[Referring expression data]
┏━━
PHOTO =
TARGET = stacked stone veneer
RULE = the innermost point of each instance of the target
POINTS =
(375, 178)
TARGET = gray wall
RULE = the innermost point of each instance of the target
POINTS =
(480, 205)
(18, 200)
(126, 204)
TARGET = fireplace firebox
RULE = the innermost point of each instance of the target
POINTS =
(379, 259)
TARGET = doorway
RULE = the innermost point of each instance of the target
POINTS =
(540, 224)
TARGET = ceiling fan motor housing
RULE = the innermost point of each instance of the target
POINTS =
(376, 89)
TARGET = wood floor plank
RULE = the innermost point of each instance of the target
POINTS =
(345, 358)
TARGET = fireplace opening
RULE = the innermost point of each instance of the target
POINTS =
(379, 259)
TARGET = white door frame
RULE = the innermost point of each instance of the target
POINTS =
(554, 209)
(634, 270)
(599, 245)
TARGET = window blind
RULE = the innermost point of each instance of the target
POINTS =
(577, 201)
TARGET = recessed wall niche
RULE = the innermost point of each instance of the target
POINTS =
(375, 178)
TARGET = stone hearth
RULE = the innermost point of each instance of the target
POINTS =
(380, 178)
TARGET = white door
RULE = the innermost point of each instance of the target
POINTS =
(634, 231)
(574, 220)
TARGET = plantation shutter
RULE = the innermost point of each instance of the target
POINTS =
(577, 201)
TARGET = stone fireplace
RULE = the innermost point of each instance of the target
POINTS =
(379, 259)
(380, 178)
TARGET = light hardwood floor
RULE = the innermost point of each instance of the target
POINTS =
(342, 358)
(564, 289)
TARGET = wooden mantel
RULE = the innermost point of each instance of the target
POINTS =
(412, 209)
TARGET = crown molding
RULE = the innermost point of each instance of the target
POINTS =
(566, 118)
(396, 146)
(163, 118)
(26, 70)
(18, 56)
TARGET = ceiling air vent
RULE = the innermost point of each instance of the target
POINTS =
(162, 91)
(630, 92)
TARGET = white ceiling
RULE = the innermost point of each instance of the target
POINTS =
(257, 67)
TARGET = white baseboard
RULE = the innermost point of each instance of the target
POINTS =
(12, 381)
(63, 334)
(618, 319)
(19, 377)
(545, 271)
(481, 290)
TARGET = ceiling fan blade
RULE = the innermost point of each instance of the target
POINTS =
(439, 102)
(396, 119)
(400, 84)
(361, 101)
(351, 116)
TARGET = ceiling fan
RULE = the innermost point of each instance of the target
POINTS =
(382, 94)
┗━━
[WHAT THE EXERCISE ASKS]
Your reply is to repeat, unchanged, the lines above running from the one with "TARGET = fireplace opening" up to and including the one with "TARGET = stone hearth".

[ANSWER SECTION]
TARGET = fireplace opening
RULE = the innermost point of each instance of the target
POINTS =
(379, 259)
TARGET = white door frame
RULE = the innermost point of each instance of the target
POINTS =
(554, 209)
(634, 270)
(599, 245)
TARGET = window blind
RULE = the innermost point of each instance of the target
POINTS =
(577, 201)
TARGET = recessed wall niche
RULE = the innermost point of each instance of the target
POINTS =
(375, 178)
TARGET = stone hearth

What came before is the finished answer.